→ Brief
Update the items below by changing "wildlife count" to "site survey" wherever it occurs, leaving everything else unchanged.

——

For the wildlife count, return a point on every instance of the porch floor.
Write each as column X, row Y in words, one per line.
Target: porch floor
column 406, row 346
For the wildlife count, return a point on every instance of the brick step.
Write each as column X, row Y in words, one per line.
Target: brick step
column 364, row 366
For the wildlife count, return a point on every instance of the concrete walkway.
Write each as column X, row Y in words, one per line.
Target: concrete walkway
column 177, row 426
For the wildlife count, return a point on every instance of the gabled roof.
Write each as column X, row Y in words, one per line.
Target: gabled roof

——

→ Expected answer
For the site survey, return a point on every instance of the porch floor.
Write each as column X, row Y in words, one per line.
Target: porch floor
column 406, row 346
For the site survey, return a point on every instance of the brick step.
Write each as column X, row Y in words, one per line.
Target: brick step
column 364, row 366
For the site survey, return a point on every instance of the concrete walkway.
Write each as column X, row Y in words, one per line.
Target: concrete walkway
column 177, row 426
For the site survey, return a point on every instance of the gabled roof.
Write each as column X, row Y in words, one per line.
Target: gabled roof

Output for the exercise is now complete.